TÂCHE À RÉALISER.
D'après le texte fourni, qu'est-ce qui explique le « détour totalement inattendu vers le film de super héros » dans The Revenant de Kerry Prior ?

··· TEXTE FOURNI ···

Du côté des Etats-Unis, richement représentés, on a pu découvrir des films de tous les genres.

Première très bonne surprise, The Revenant de Kerry Prior. Si le thème (un soldat tombé en Iraq revient hanter des amis sous forme de vampire) n'augurait en soit rien de très bon, le film de Prior – vétéran des effets spéciaux hollywoodiens ayant notamment officié sur Abyss et les épisodes 3 et 4 de la série des Freddy Krueger – s'avère être une comédie noire très réussie, dont les moments les plus surréalistes rappellent les meilleurs films de Frank Henenlotter ou Stuart Gordon. Humour gore et satire décomplexée jalonnent ce premier long métrage de la société de production fraîchement crée pour l'occasion, la bien nommée « Putrefactory ». Le film, remarquablement écrit, joue habilement avec les genres, passant aisément du buddy movie (l'équilibre fonctionne parfaitement entre le duo d'acteurs déchaînés David Anders et Chris Wylde) au fantastique décalé, avec un détour totalement inattendu vers le film de super héros, les deux protagonistes principaux devenant brièvement des sortes de vigilantes pour le moins intéressés et aux ambitions très ambiguës. Ce premier long métrage de Kerry Prior transpire l'amour pour le cinéma d'exploitation des eighties, en particulier pour ces films à l'humour corrosif et trash dont Re-Animator reste l'un des plus glorieux étendards. Fortement recommandé donc pour passer un pur moment de cinéma décomplexé, le film est de plus superbement shooté dans les avenues obscures et malfamées d'un Hollywood bien loin des clichés glamours. Dommage que ce genre de petite bande honnête et fun soit condamné à ne jamais trouver le chemin de nos salles françaises et doive se contenter, comme trop de bons films, d'une tournée applaudie des festivals internationaux. On attend avec impatience le prochain film de Kerry Prior.

··· DONNÉES FOURNIES ···

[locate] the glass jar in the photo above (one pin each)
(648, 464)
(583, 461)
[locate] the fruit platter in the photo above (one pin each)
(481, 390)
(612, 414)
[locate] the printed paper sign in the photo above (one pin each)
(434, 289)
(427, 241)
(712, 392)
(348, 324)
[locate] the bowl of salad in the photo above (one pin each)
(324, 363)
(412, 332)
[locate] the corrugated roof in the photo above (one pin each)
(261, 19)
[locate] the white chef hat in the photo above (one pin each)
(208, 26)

···
··· DONNÉES FOURNIES ···

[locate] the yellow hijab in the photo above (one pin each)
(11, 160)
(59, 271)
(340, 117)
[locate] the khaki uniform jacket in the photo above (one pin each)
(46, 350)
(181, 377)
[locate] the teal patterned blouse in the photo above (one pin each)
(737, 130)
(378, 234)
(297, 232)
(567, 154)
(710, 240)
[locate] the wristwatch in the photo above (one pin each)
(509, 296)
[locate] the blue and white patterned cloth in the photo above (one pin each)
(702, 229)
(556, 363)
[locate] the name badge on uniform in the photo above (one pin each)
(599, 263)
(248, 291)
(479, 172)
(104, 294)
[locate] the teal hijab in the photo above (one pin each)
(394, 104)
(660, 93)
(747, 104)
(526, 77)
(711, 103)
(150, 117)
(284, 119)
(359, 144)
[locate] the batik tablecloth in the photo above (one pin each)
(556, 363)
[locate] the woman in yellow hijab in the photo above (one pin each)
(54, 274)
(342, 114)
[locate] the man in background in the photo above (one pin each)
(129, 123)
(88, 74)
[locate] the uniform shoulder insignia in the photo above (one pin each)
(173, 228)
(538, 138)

···
··· DONNÉES FOURNIES ···

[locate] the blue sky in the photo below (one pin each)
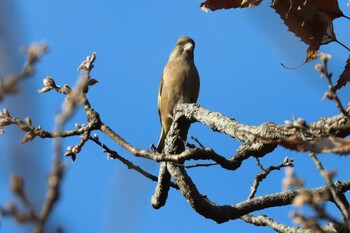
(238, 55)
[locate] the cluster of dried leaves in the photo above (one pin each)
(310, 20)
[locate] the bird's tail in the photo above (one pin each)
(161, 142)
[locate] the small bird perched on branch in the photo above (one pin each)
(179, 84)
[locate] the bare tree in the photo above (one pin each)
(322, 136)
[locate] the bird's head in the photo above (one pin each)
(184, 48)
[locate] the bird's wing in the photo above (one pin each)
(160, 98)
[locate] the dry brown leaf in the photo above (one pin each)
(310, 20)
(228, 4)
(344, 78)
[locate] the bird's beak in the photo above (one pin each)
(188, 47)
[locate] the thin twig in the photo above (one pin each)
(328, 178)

···

SOLUTION CI-APRÈS.
Les deux protagonistes principaux deviennent brièvement des sortes de vigilantes, pour le moins intéressés et aux ambitions très ambiguës.